◆ List of tasks ◆
(A) From the bijleenregeling explainer, extract the passage beginning with the words containing "- The eigenwoningreserve" and ending with "mortgage interest deduction.".
(B) According to the bijleenregeling explainer, how long does the eigenwoningreserve last if you do not buy a new home?
(C) Based on the bijleenregeling explainer, why does the rule deny deduction for interest on a mortgage taken beyond what the equity would require?

Bijleenregeling: The Equity Carry-Over Rule
How the bijleenregeling works when selling your home and buying a new one: equity tracking, deductible mortgage limits, and practical examples.
Key Takeaways
- The bijleenregeling requires you to use your home equity (overwaarde) from a sale toward your next home purchase.
- If you take a larger mortgage than necessary (ignoring the equity), the interest on the excess is not deductible.
- The rule tracks your eigenwoningreserve — the equity built up from previous home sales.
- The eigenwoningreserve expires after 3 years if you do not buy a new home.
- This rule is designed to prevent homeowners from "cashing out" equity while maintaining full mortgage interest deduction.
What Is the Bijleenregeling?
bijleenregelingThe logic is straightforward: if you sell your home for €400,000 and your remaining mortgage was €250,000, you have €150,000 in equity. If you then buy a new home for €500,000, the government expects you to put the €150,000 toward the purchase. Your maximum deductible mortgage is €500,000 − €150,000 = €350,000. If you take a mortgage of €450,000, the interest on the extra €100,000 is not deductible.
How It Works: Step by Step
Step 1: Calculate Your Equity (Eigenwoningreserve)
When you sell your home:
Sale price − Remaining mortgage − Selling costs = Eigenwoningreserve
Example:
- Sale price: €450,000
- Remaining mortgage: €280,000
- Selling costs (agent, notary): €10,000
- Eigenwoningreserve: €160,000
Step 2: Calculate Maximum Deductible Mortgage
When you buy your new home:
Purchase price + Buying costs − Eigenwoningreserve = Maximum deductible mortgage (eigenwoningschuld)
Example:
- Purchase price new home: €550,000
- Buying costs (transfer tax, notary, mortgage advice): €15,000
- Eigenwoningreserve: €160,000
- Maximum deductible mortgage: €405,000
Step 3: Determine Deductible Interest
- If your actual mortgage is €405,000 or less → all interest is deductible
- If your actual mortgage is €500,000 → interest on €405,000 is deductible; interest on the remaining €95,000 is not deductible
The non-deductible portion is called the eigenwoningschuld bovenmatig (excess own-home debt).

◆ Material shown ◆
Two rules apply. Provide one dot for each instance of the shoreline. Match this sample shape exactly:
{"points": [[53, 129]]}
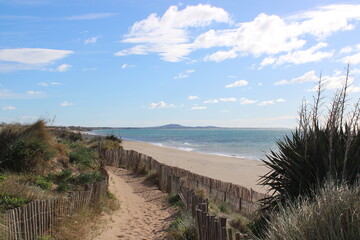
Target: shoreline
{"points": [[241, 171]]}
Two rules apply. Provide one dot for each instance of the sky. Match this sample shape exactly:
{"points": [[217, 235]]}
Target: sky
{"points": [[139, 63]]}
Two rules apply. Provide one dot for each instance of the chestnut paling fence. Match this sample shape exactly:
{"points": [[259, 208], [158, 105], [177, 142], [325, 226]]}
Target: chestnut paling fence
{"points": [[209, 227], [39, 218], [183, 182], [173, 178]]}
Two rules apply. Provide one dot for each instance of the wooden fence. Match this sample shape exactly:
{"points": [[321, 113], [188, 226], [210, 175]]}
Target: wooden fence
{"points": [[39, 218], [173, 178], [209, 227]]}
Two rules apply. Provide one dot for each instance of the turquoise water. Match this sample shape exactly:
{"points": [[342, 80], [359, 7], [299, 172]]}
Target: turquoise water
{"points": [[245, 143]]}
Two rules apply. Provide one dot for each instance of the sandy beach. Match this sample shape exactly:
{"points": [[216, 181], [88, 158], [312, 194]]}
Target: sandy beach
{"points": [[240, 171]]}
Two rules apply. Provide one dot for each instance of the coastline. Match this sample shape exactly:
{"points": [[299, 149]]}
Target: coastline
{"points": [[241, 171]]}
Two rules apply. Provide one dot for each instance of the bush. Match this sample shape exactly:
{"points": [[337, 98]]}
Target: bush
{"points": [[315, 151], [153, 177], [82, 156], [3, 177], [183, 227], [25, 147], [113, 138], [43, 183], [88, 178], [174, 200], [8, 201], [334, 213]]}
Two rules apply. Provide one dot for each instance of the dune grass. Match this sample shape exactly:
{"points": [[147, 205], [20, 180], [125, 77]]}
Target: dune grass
{"points": [[334, 213]]}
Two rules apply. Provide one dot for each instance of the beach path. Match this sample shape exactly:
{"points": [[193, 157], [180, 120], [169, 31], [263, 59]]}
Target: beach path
{"points": [[241, 171], [143, 214]]}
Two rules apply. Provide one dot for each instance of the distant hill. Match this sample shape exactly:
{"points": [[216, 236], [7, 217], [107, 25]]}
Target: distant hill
{"points": [[178, 126]]}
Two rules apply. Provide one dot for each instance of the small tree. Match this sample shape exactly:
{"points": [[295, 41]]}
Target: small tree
{"points": [[316, 151]]}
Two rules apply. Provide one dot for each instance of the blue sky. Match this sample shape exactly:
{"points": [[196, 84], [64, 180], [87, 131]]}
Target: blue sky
{"points": [[126, 63]]}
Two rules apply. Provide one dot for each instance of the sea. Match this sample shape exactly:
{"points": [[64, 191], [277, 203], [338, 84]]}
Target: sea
{"points": [[254, 143]]}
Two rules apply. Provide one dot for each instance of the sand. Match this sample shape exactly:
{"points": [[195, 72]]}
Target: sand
{"points": [[240, 171], [143, 214]]}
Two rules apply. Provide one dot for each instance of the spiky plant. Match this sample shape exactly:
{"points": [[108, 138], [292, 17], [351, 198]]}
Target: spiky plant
{"points": [[317, 150]]}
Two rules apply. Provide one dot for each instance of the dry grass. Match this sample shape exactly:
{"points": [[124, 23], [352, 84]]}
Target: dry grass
{"points": [[333, 214], [87, 222], [18, 187]]}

◆ Responses per task ◆
(A)
- The eigenwoningreserve expires after 3 years if you do not buy a new home.
- This rule is designed to prevent homeowners from "cashing out" equity while maintaining full mortgage interest deduction.

(B) It expires after 3 years.

(C) The rule is meant to stop homeowners from cashing out their equity while still claiming the full mortgage interest deduction. For that reason, interest on the portion of a mortgage above the maximum deductible amount, which would otherwise replace the equity put toward the new home, is not deductible.